PAGE EXCERPT START

27 more coronavirus deaths in CT; toll is at 112
Another 27 fatalities occurred in state hospitals into Thursday, bringing Connecticut’s total deaths in the pandemic to 112.
During his daily briefing Thursday afternoon in the State Capitol, Gov. Ned Lamont said there have been another 267 people who tested positive for COVID-19, bringing the state total to 3,824, while 827 people are now hospitalized with the virus. He said that while there are more than 1,000 ventilators in the state, another 1,500 are needed.
While the gender breakdown for those infected is about even between men and women, the governor said that more men have died, possibly because of pre-existing conditions. “It just reminds you that social distancing and taking all those precautions can make a difference, he said. “Maybe in a week or so we’ll know whether it’s making a difference in Connecticut.”
At 7:45 p.m., the latest executive order was released, limiting statewide hotel rooms and short-term rentals to essential workers. “Not leisure travel, not vacationers,” Lamont said. “Trying to make sure that’s not just prioritized, but exclusively for essential workers and that takes effect tomorrow.”
In an attempt to maximize social distancing while keeping alive the state’s liquor stores and restaurants, home delivery of alcoholic beverages will now be allowed.
He said that the next week will be crucial in finding out whether the state has succeeded in slowing the spread of the coronavirus.
State Police have visited “dozens and dozens” of retail establishments, checking to see if they are obeying new orders to cut down on crowds, by cutting in half the previous attendance limits set by local fire departments, Lamont said. While most businesses are observing the social distancing policies, other businesses did not and “got a friendly talking to” from the state troopers. “It won’t be a friendly talking to next time,” Lamont said. Penalties could include Class D felonies punishable with $5,000 fines and five years in prison.
Renee Coleman-Mitchell, commissioner of the state Department of Public Health, said that COVID-19 infections have been found in 57 of the state’s 215 nursing homes.

PAGE EXCERPT END

**CHECK YOUR UNDERSTANDING**:
- a) In the Connecticut coronavirus report, how many of the state's nursing homes have been found to have COVID-19 infections?
- b) Resume the Connecticut coronavirus report after its final sentence.

EXTRACTED MATERIAL START

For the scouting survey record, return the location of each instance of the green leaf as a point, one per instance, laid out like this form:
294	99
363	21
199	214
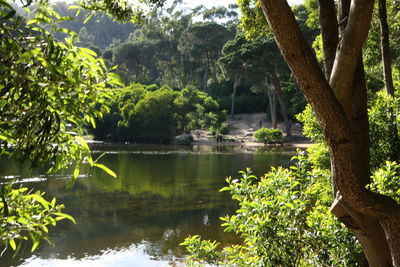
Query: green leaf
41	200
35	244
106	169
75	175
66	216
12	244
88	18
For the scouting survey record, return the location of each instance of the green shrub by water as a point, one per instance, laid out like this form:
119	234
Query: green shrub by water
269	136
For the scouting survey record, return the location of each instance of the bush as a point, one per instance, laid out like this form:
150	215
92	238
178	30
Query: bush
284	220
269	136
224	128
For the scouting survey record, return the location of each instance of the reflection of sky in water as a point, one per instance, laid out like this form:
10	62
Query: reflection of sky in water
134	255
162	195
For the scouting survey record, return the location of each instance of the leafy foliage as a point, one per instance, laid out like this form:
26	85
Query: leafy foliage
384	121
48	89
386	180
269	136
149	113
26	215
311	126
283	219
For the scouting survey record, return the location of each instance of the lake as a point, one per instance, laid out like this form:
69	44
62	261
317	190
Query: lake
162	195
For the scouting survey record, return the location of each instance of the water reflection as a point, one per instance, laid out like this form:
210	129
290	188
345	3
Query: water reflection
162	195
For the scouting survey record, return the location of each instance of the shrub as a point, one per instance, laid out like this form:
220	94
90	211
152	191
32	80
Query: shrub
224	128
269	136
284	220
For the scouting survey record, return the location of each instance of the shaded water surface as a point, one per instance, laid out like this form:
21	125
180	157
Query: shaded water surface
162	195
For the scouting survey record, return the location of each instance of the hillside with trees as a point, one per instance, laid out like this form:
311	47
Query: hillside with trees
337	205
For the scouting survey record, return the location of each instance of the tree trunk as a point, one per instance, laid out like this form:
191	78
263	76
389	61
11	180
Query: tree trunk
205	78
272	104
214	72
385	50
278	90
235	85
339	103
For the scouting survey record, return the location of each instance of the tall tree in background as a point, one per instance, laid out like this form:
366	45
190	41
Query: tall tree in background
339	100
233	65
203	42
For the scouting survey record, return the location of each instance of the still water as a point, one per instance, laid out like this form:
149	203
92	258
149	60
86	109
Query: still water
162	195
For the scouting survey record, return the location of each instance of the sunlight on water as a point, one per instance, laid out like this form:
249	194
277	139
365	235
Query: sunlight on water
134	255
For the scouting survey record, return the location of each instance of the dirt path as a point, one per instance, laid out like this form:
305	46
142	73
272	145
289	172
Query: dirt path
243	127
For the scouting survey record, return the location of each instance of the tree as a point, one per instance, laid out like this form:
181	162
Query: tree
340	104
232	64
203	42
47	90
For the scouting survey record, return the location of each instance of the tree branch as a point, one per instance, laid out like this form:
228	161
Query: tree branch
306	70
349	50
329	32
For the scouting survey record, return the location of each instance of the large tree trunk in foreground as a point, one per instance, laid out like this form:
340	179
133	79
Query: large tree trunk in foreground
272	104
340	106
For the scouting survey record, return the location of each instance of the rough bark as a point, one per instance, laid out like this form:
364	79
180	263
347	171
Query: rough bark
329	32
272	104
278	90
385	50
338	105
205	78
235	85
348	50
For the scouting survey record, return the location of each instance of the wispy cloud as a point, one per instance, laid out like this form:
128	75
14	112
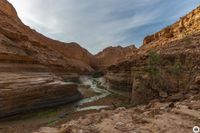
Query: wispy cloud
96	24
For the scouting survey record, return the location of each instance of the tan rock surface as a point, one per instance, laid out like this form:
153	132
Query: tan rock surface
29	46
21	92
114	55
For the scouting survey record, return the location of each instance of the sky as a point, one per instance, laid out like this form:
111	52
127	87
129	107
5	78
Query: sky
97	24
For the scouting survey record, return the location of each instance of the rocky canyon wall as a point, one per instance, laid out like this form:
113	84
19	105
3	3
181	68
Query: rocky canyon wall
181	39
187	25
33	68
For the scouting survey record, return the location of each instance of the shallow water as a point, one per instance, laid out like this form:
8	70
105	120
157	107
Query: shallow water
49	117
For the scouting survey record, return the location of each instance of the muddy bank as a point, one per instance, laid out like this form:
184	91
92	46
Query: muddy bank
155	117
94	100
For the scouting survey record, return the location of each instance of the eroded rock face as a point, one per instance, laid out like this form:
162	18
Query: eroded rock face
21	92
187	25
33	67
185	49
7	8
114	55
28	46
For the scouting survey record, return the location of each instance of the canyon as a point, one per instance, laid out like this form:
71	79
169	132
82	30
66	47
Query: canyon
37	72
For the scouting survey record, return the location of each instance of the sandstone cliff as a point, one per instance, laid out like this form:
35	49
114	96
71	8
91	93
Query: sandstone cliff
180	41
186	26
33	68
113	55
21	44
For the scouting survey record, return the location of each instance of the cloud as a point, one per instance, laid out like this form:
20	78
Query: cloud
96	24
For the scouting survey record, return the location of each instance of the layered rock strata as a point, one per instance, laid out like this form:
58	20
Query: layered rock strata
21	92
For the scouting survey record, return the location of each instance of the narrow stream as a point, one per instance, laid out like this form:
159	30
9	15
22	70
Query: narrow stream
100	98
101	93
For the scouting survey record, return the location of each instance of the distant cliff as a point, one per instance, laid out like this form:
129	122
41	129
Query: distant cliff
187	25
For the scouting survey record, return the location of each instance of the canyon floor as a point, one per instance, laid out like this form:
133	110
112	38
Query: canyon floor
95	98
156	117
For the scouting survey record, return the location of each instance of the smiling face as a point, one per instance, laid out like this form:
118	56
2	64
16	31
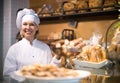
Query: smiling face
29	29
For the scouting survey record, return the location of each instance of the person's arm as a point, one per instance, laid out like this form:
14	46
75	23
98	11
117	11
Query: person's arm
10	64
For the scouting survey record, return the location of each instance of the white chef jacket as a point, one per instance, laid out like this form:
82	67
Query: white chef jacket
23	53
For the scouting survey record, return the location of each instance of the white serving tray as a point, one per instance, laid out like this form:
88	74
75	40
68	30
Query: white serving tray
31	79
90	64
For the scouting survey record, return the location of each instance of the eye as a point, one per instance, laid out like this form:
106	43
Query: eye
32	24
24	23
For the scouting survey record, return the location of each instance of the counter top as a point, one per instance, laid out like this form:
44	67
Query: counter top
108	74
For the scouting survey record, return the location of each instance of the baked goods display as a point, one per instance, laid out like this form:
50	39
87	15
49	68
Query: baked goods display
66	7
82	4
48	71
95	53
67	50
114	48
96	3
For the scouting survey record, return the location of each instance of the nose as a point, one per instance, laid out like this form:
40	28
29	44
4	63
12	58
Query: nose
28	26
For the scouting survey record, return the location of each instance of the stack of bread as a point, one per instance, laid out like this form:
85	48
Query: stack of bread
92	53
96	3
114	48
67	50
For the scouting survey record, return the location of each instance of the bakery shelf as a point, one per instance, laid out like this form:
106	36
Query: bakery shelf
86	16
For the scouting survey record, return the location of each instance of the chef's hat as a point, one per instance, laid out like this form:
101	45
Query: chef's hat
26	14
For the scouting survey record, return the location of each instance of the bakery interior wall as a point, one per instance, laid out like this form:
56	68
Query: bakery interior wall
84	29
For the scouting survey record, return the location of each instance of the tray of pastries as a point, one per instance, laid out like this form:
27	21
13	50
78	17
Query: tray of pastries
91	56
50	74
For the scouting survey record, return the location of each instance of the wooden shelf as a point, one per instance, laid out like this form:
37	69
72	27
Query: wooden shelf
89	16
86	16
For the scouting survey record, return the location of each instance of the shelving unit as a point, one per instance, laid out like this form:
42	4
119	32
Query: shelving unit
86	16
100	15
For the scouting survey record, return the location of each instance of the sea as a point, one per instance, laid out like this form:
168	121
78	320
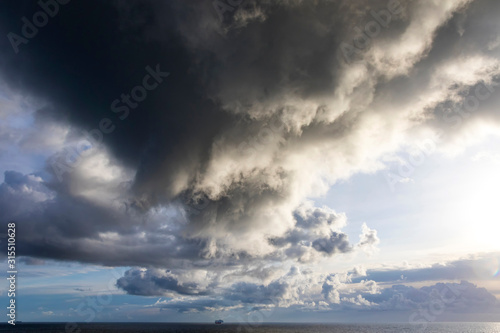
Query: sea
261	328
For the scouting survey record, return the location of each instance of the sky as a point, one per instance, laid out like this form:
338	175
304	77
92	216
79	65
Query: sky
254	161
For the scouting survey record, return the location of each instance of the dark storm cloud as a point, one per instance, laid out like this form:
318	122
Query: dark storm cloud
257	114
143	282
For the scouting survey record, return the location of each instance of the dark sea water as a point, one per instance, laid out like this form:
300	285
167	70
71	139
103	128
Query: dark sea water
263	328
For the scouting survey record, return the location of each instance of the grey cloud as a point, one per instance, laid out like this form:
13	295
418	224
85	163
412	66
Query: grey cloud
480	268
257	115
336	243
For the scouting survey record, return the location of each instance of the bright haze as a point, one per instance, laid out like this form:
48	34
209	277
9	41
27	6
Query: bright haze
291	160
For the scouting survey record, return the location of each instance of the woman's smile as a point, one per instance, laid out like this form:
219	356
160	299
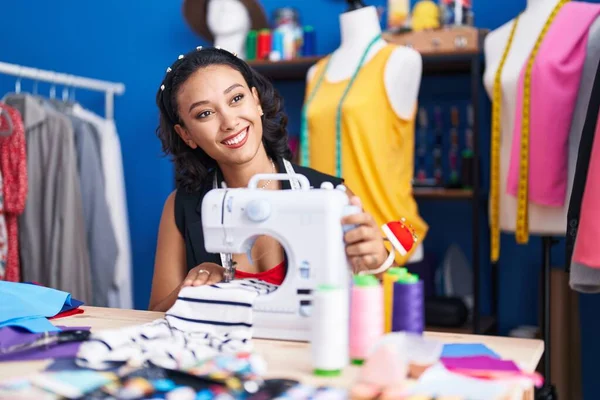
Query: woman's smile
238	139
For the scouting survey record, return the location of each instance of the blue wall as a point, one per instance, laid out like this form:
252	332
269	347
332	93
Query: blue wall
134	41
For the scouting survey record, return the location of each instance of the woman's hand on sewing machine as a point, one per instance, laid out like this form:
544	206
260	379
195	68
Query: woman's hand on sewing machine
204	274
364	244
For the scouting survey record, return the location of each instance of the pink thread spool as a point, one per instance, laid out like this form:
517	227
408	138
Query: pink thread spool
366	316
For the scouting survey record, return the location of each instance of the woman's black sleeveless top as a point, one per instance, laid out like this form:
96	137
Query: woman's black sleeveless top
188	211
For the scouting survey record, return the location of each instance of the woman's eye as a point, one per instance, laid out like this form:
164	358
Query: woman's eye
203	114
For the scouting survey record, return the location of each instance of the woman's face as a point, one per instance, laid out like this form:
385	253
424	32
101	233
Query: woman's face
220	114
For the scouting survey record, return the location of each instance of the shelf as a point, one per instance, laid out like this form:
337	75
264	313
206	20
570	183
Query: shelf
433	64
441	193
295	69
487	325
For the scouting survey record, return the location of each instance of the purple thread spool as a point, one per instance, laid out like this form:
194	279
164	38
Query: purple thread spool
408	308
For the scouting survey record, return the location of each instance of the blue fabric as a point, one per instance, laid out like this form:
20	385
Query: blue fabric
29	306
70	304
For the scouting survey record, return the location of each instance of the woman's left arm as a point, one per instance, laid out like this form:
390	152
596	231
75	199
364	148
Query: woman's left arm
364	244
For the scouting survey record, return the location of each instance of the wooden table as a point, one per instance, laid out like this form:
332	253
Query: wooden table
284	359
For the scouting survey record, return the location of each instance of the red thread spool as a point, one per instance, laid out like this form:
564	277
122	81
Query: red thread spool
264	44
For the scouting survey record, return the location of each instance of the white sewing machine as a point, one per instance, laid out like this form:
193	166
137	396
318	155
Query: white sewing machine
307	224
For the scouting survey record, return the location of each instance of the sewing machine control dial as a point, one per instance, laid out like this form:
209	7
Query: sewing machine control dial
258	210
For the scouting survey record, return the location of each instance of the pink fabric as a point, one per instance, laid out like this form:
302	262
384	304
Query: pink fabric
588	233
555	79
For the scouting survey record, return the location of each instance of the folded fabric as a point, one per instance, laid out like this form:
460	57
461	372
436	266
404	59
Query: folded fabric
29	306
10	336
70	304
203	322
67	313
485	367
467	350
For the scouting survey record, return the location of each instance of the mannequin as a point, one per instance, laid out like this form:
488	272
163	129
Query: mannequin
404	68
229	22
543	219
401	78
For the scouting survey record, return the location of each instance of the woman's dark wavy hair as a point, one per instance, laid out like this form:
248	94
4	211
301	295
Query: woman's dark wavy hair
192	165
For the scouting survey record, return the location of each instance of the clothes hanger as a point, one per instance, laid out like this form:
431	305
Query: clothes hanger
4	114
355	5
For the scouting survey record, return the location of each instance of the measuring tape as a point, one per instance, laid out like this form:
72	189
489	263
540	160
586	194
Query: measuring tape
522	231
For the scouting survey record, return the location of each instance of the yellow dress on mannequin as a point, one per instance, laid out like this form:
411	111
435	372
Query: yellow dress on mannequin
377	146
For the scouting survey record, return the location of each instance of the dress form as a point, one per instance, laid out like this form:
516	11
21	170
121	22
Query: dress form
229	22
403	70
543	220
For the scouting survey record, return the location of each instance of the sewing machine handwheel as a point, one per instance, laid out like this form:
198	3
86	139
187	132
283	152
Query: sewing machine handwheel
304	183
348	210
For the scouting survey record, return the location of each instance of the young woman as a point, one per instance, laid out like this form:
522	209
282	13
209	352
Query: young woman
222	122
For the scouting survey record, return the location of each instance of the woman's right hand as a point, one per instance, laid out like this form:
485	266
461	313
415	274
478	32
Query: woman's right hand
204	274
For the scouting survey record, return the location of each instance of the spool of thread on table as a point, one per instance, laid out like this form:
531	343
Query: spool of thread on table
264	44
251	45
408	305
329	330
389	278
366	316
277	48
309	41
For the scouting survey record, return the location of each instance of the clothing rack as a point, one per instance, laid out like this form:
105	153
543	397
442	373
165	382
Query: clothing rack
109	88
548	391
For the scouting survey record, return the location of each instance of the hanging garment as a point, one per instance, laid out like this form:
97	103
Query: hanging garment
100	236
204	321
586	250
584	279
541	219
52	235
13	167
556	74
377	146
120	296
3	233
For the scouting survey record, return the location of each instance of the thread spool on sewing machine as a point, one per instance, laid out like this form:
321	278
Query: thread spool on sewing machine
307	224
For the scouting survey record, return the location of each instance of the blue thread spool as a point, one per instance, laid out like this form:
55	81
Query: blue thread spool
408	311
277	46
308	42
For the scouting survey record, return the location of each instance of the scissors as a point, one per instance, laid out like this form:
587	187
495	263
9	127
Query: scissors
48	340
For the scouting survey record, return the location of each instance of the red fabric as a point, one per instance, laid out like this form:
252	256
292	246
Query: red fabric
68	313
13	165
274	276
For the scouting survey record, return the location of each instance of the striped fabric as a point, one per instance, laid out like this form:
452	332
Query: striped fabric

EXTRACTED MATERIAL END

**ANSWERS**:
- a) 57 of the state's 215 nursing homes.

- b)
Lamont said that the state has about 1,033 ventilators, but needs another 1,500 because of the anticipated peak need calculated two months ago. “It’s a source of endless frustration for me,” Lamont admitted.
The governor and Melissa McCaw, his budget chief, estimated that the pandemic is likely to create a cascade of red ink in the state budget deficit, which a month ago was about $60 million in deficit. The shortfall is now likely to top $500 million in the current fiscal year that runs through June 30, plus another $1 billion in the next budget year, even with an expected $1.45 billion in federal relief. Lamont said he was glad that the state has generated a budget reserve fund — the so-called rainy day fund — of about $2.5 billion.
In other pandemic developments, Chief Medical Examiner James Gill on Thursday confirmed that the six-week baby, who was found to have COVID-19 in an autopsy, was pronounced dead at St. Francis Hospital in Hartford’s North End. After an initial report from Hearst Connecticut Media, the hospital confirmed the fatality Thursday afternoon.
“The infant did test positive for the COVID-19 virus and an autopsy was done at the Office of the Chief Medical Examiner,” Gill said in an email Thursday morning. “At the current time, we have not issued a final cause of death. There are numerous tests that we must do on infant deaths before issuing a final cause of death. It will be a few weeks before the investigation is done.”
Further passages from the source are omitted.